Goal of the exercise - In your copy, leave out the pictures; write out all the data exactly.

****************

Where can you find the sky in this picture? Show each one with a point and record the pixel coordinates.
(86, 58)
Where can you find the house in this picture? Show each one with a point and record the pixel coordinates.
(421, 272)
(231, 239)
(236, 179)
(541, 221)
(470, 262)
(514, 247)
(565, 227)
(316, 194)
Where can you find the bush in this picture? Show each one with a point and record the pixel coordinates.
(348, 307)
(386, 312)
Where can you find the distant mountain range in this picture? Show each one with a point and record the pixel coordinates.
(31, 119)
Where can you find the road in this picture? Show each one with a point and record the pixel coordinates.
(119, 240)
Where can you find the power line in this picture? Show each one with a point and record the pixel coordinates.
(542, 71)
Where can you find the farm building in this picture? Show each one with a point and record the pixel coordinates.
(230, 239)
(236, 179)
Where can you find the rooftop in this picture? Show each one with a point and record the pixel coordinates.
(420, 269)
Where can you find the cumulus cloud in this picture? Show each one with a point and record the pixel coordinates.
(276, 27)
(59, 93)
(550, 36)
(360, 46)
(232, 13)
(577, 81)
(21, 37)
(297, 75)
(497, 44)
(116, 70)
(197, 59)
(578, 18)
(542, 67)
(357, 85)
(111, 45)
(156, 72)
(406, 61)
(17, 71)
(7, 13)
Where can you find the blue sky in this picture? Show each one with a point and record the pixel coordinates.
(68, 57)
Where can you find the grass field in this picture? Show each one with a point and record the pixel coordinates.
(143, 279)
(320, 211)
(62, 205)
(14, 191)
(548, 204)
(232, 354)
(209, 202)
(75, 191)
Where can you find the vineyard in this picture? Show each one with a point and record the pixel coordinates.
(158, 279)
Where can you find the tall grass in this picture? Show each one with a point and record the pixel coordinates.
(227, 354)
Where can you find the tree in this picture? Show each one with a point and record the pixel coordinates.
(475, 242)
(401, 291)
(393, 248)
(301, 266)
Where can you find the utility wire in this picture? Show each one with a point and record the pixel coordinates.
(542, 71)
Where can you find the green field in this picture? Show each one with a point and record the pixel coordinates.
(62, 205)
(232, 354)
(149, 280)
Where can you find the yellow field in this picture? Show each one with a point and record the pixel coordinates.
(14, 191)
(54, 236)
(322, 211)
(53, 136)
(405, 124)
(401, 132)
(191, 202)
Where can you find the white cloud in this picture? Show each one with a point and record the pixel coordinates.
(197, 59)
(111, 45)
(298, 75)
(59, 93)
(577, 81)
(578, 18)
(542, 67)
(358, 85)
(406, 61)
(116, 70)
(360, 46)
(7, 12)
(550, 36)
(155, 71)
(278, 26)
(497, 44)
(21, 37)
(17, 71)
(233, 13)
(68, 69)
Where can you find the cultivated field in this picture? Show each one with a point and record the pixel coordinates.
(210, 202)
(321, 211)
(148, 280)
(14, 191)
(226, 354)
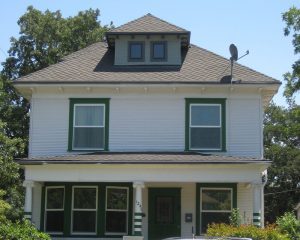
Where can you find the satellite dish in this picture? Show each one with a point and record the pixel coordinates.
(233, 52)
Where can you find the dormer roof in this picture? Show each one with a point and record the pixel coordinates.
(148, 25)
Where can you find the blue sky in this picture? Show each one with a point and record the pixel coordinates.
(253, 25)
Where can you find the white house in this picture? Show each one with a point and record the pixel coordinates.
(139, 136)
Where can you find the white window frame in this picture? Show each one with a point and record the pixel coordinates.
(204, 126)
(84, 210)
(52, 210)
(117, 210)
(216, 211)
(100, 126)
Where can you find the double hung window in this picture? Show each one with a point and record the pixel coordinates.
(84, 210)
(88, 128)
(205, 124)
(54, 209)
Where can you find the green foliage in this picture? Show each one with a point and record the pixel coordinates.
(289, 225)
(245, 231)
(21, 230)
(282, 146)
(292, 21)
(45, 38)
(235, 217)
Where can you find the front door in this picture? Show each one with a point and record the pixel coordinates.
(164, 213)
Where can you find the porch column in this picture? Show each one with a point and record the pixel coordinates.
(28, 199)
(138, 214)
(257, 204)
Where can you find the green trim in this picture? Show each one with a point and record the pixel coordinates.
(42, 209)
(100, 229)
(73, 101)
(233, 186)
(221, 101)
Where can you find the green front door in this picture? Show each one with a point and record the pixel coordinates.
(164, 213)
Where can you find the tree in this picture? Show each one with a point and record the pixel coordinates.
(45, 38)
(292, 20)
(282, 146)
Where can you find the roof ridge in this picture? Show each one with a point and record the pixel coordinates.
(147, 15)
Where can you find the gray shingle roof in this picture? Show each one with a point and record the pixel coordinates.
(94, 64)
(142, 158)
(146, 24)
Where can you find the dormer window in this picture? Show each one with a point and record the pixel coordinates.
(136, 51)
(159, 51)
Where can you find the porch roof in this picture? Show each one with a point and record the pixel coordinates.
(141, 158)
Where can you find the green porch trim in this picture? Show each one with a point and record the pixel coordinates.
(222, 102)
(100, 216)
(73, 101)
(233, 186)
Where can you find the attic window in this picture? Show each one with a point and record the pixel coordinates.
(158, 51)
(136, 51)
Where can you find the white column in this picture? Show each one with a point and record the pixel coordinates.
(28, 198)
(138, 214)
(257, 204)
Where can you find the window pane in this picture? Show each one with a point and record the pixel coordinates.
(84, 198)
(205, 115)
(216, 199)
(205, 138)
(164, 210)
(54, 221)
(116, 198)
(84, 221)
(136, 50)
(116, 222)
(159, 50)
(89, 115)
(55, 198)
(209, 218)
(89, 138)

****************

Result -
Where can you find the sky in this picture? Show each one with a point and record the pixel coordinates.
(86, 58)
Where can you find the house in this picture? Show each one with a point and record the pixel coordinates.
(421, 272)
(231, 239)
(236, 179)
(541, 221)
(470, 262)
(514, 247)
(565, 227)
(316, 194)
Where can you find the bush in this picture? Show each one with a point and record the pixel coordinates.
(348, 307)
(386, 312)
Where can you find the distant mountain range in this picture? Show each one with a point and record the pixel coordinates.
(31, 119)
Where can you find the road in this picture? Show each one with a point and record the pixel coordinates.
(119, 240)
Where can you find the power line in this picture? Show each one with a point and record the pixel coordinates.
(542, 71)
Where can you find the farm building in this picture? Show each one with a point and record the pixel coordinates.
(230, 239)
(236, 179)
Where can you find the rooftop in this picture? Show each one with a point and record the pixel coordinates.
(420, 269)
Where can you find the cumulus cloud in this picture? Show each one with a point and record the pixel coordinates.
(276, 27)
(59, 93)
(550, 36)
(360, 46)
(232, 13)
(577, 81)
(21, 37)
(297, 75)
(497, 44)
(116, 70)
(197, 59)
(578, 18)
(542, 67)
(357, 85)
(111, 45)
(156, 72)
(406, 61)
(17, 71)
(7, 13)
Where can you find the blue sky in this picture? Show each one with a point and record the pixel coordinates.
(68, 57)
Where can you find the grass field in this picture? Show each one with a point and record the pixel coordinates.
(143, 279)
(320, 211)
(62, 205)
(14, 191)
(548, 204)
(232, 354)
(209, 202)
(75, 191)
Where can you find the vineyard in this picture? Show each one with a point and record the pixel coordinates.
(158, 279)
Where can you find the tall grass in this picture? Show each one with a point and record the pixel coordinates.
(227, 354)
Where can you find the tree in this picture? Show each one with a point and record the pixel coordinates.
(475, 242)
(401, 291)
(393, 248)
(301, 266)
Where can you find the utility wire in this picture? Show each one with a point and record the pixel coordinates.
(542, 71)
Where can you find the green field in this picture? Show each one with a point and record the pixel coordinates.
(62, 205)
(232, 354)
(149, 280)
Where can you find the yellow field in this picture? Show each one with a point and record the pixel coordinates.
(14, 191)
(54, 236)
(322, 211)
(53, 136)
(405, 124)
(401, 132)
(191, 202)
Where can you find the white cloud in this picture? Show each one with a point and record the pixel coordinates.
(197, 59)
(111, 45)
(298, 75)
(59, 93)
(577, 81)
(578, 18)
(542, 67)
(358, 85)
(406, 61)
(116, 70)
(360, 46)
(7, 12)
(550, 36)
(155, 71)
(278, 26)
(497, 44)
(21, 37)
(17, 71)
(233, 13)
(68, 69)
Where can you find the cultivated field in this picture? Show each one with a point and record the pixel coordinates.
(210, 202)
(321, 211)
(148, 280)
(14, 191)
(226, 354)
Where can you find the satellite dish in this picture? Show each one with a point and record the pixel coordinates.
(233, 52)
Where can you find the dormer roof in this picture? Show each one with a point and record the pixel coordinates.
(148, 25)
Where can you find the blue sky in this picture? Show each one with a point and record the pixel coordinates.
(253, 25)
Where can you find the white house in this picture? Show each one with a point and record the pixel coordinates.
(139, 136)
Where can you find the white window frame in this picture? Show each one with a point and record the pixel coordinates.
(204, 126)
(84, 210)
(52, 210)
(117, 210)
(216, 211)
(100, 126)
Where can you find the double hung window in this picture? Show each one with a point and record the pixel coordinates.
(84, 210)
(88, 128)
(205, 124)
(54, 209)
Where can you find the green foliage in this picture? Show each one with a point and record the pixel coordinates.
(289, 225)
(245, 231)
(21, 230)
(282, 146)
(292, 21)
(45, 38)
(235, 217)
Where can you find the front door in this picture? Show each one with a point and record the pixel coordinates.
(164, 213)
Where can you find the porch column in this picture? Show each one with a point and record the pixel coordinates.
(28, 199)
(138, 214)
(257, 204)
Where can you find the green trim in this picture? Show each one with a point and record the pixel coordinates.
(42, 209)
(100, 229)
(73, 101)
(233, 186)
(221, 101)
Where can you find the green front door in this picture? Show each one with a point and record the pixel coordinates.
(164, 213)
Where can you find the tree in this picture? Show each one with a point and record the pixel coordinates.
(45, 38)
(292, 20)
(282, 146)
Where can you find the roof ridge in this picture? Show each one with a point and record the pixel coordinates.
(147, 15)
Where can you find the gray shingle roof in this picture? Show each one with a point and record the pixel coordinates.
(94, 64)
(142, 158)
(146, 24)
Where can you find the dormer window in this picture? Show each one with a point and record the pixel coordinates.
(136, 51)
(159, 51)
Where can you find the porch roof in this picture? Show each one with a point and record the pixel coordinates.
(141, 158)
Where can you find the green porch trim in this picture? Show each one with a point and record the pixel coordinates.
(222, 102)
(100, 216)
(73, 101)
(233, 186)
Where can you find the attic window in this picture? Show each one with a point and record the pixel coordinates.
(158, 51)
(136, 51)
Where can you find the white column in this picture? Show each one with a point and record the pixel coordinates.
(28, 198)
(138, 214)
(257, 204)
Where can you find the window pane in this picture? Show each one with a point and record the pixel coordinates.
(84, 198)
(205, 115)
(216, 199)
(205, 138)
(164, 210)
(54, 221)
(116, 198)
(84, 221)
(136, 50)
(116, 222)
(159, 50)
(89, 115)
(55, 198)
(209, 218)
(89, 138)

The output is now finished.